[A data block]
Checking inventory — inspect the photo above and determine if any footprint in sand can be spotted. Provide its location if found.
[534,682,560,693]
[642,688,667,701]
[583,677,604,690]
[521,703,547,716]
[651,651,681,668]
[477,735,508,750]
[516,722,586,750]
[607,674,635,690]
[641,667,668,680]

» **TASK TO CARRY OUT**: Convert all of the records into a two-column CSV with the headers record and result. Give one row per record, with its text and its answer each in a single quoted field and every line break replaced by a space.

» **EXPECTED ANSWER**:
record,result
"Checking inventory — inspect the photo above and determine if any footprint in sand can be spotted. Provide its location if found.","[534,682,560,693] [642,688,667,701] [583,677,604,690] [521,703,547,716] [651,651,681,668] [477,735,508,750] [516,722,586,750] [607,674,635,690] [641,667,668,680]"